Activity =
Write out, exactly as they stand, the line containing "[locate] white shorts" and all subsequent lines up to and including the final line of the records.

Information given =

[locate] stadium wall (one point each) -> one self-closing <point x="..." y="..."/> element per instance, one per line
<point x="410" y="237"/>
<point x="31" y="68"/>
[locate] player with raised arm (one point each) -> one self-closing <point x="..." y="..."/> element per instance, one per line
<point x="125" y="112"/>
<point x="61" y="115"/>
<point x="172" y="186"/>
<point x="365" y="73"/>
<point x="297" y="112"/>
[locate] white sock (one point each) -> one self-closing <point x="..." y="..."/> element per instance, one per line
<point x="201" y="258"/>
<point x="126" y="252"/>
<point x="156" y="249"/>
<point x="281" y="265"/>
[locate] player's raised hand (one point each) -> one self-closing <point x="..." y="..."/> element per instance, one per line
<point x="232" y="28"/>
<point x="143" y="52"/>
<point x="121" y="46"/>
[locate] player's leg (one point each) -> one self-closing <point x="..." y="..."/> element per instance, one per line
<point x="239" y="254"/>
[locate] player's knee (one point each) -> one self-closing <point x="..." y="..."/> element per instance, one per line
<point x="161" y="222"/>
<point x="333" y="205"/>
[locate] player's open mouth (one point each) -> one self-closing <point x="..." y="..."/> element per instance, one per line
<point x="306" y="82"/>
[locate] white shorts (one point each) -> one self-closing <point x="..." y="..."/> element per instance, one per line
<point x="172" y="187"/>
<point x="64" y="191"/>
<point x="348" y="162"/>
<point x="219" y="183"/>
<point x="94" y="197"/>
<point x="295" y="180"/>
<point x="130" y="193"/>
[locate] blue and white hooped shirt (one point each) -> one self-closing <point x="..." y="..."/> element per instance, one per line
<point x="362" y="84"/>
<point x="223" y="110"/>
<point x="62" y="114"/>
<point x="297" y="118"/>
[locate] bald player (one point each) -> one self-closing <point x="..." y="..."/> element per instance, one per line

Task result =
[locate] white shorts (one point each) -> one self-closing <point x="..." y="..."/> element per instance, one per line
<point x="172" y="187"/>
<point x="64" y="191"/>
<point x="348" y="162"/>
<point x="219" y="183"/>
<point x="94" y="197"/>
<point x="295" y="180"/>
<point x="130" y="193"/>
[locate] blue and white hooped shirt (one point each) -> one self-closing <point x="..." y="..."/> element per instance, one per line
<point x="362" y="84"/>
<point x="223" y="110"/>
<point x="62" y="114"/>
<point x="297" y="118"/>
[locate] bald player (one point each) -> one self-closing <point x="..." y="..."/> element per instance, one per line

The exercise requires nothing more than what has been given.